§ GIVEN INSTRUCTION
Count the lines in the records below that contain the string "image", and reply with that number alone.

--

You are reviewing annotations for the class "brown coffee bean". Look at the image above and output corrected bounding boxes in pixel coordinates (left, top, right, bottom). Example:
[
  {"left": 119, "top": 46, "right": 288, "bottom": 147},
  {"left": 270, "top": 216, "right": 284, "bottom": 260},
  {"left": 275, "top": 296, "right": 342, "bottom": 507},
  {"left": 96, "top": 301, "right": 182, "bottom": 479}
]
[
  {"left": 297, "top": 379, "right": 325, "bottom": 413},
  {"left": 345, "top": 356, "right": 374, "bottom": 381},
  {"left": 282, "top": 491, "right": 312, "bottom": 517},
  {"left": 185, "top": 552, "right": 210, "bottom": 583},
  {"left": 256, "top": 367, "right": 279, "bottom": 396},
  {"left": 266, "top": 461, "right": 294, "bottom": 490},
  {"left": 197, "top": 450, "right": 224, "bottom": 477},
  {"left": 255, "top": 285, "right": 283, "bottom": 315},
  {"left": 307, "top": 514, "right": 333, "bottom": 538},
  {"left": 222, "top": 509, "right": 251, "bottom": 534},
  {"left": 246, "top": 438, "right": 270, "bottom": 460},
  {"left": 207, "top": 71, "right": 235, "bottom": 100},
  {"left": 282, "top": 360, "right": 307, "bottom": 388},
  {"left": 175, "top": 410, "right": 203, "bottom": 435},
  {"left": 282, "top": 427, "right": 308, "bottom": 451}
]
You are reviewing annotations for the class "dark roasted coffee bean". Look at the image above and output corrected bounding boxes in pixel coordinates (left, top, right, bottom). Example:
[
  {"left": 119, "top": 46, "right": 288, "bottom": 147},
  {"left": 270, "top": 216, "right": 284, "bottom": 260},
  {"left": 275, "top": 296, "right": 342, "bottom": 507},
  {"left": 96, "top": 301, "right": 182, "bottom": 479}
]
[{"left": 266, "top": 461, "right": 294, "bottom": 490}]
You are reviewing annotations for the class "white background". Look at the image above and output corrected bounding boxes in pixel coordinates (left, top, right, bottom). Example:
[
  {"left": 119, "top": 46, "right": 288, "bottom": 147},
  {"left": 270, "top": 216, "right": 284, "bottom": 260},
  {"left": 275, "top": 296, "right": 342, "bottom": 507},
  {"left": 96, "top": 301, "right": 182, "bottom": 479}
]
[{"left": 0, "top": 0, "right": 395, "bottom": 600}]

--

§ WORKED SOLUTION
3